*** Article

It seems that the dire predictions of a truly massive blowout in the costs of the controversial Snowy 2.0 pumped hydro project must be close to the mark.
Snowy Hydro has huffed and puffed about the speculation, and expressed its outrage that analysts and critics should throw in cumulative interest and transmission costs. But it is clearly feeling the pinch, so much so that it now has invested in expensive advice to provide an answer to a question that no one is really asking.
What now seems clear is that a project once touted by former prime minister Malcolm Turnbull as a $2 billion no-brainer investment has now blown out to around $20 billion ($40 billion if you add in the interest and transmission costs), precisely because not enough brain power was applied to the details of such a vanity project at the start.
The costs have already blown out once to $5 billion, which Snowy Hydro has argued should be the starting point because it is when the construction contract was signed, and then in 2023 it blew out to $12 billion after a “reset” under the new management team.
Last October, it announced it faced another big blowout in costs, but said it needed nine months to get its contractor to go through the project, line by line, to find out exactly how much.

******

Task set:
1. According to the Snowy 2.0 article, to what amount did the project's costs rise in 2023?
2. Transcribe the passage of the Snowy 2.0 article between "What now seems" and "exactly how much.", inclusive.
3. Summarize the Snowy 2.0 article in two sentences.

*** Supplied records

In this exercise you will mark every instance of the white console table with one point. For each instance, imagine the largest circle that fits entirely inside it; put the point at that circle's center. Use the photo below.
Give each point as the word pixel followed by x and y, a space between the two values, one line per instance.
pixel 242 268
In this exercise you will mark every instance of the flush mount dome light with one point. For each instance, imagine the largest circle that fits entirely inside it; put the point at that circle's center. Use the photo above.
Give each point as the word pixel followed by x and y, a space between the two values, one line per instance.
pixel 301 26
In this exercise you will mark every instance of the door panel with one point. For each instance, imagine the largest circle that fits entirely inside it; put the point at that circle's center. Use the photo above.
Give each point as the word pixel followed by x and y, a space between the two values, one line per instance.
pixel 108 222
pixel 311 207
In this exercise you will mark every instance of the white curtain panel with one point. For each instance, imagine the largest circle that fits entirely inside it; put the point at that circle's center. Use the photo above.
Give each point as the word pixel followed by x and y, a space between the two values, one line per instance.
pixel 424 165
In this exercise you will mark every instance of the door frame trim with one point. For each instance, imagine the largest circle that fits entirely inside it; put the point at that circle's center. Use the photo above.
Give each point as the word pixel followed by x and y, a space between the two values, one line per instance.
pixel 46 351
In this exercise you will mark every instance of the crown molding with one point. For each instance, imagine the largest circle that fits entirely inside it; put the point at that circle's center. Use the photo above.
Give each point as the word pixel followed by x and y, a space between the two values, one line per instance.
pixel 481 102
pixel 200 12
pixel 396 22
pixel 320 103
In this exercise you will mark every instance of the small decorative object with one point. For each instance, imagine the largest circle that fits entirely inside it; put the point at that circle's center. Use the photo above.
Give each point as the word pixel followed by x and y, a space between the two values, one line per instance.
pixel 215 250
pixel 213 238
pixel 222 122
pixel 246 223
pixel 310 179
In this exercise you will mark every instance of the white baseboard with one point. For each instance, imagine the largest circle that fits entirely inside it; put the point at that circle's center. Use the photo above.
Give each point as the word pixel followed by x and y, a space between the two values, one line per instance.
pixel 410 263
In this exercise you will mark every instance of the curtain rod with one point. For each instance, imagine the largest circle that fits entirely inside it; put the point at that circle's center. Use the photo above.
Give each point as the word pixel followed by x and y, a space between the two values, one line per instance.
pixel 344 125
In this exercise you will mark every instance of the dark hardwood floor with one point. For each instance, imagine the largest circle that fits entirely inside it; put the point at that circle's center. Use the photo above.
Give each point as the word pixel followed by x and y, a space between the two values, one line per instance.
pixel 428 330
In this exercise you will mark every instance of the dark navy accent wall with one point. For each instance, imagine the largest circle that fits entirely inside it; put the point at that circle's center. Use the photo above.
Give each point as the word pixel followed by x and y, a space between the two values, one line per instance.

******

Task answers:
1. $12 billion, after a "reset" under the new management team.

2.
What now seems clear is that a project once touted by former prime minister Malcolm Turnbull as a $2 billion no-brainer investment has now blown out to around $20 billion ($40 billion if you add in the interest and transmission costs), precisely because not enough brain power was applied to the details of such a vanity project at the start.
The costs have already blown out once to $5 billion, which Snowy Hydro has argued should be the starting point because it is when the construction contract was signed, and then in 2023 it blew out to $12 billion after a “reset” under the new management team.
Last October, it announced it faced another big blowout in costs, but said it needed nine months to get its contractor to go through the project, line by line, to find out exactly how much.

3. The Snowy 2.0 pumped hydro project, once promoted by former prime minister Malcolm Turnbull as a $2 billion investment, appears to have blown out to around $20 billion, or $40 billion with interest and transmission costs included. Its costs had already risen to $5 billion and then to $12 billion in 2023, and last October Snowy Hydro announced another large blowout, saying its contractor would need nine months to determine the exact amount.